## Instructions for the task:
Once you reach the line that contains "Target: laptop screen image", retype it and every line after it exactly, ending with the last line of the entries.

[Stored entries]
********
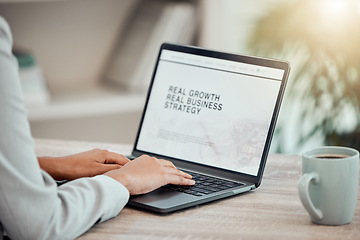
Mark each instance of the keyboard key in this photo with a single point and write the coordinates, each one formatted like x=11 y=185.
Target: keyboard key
x=204 y=185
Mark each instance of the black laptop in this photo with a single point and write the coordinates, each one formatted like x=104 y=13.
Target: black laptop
x=213 y=115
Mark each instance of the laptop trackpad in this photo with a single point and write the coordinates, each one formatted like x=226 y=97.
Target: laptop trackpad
x=163 y=198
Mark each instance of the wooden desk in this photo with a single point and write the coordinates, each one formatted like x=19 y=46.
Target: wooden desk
x=273 y=211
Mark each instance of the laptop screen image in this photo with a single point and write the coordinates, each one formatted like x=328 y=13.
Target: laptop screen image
x=210 y=111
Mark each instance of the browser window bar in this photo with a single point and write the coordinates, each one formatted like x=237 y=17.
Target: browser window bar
x=223 y=65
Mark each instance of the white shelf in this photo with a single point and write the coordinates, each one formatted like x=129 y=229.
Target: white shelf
********
## Finished task:
Target: laptop screen image
x=210 y=111
Mark each instance of the browser window bar in this photo with a single point and write the coordinates, each one formatted like x=237 y=17.
Target: browser window bar
x=223 y=65
Mark each instance of the white shelf in this photo with a single point and write the coordinates, each one formatted like x=129 y=229.
Target: white shelf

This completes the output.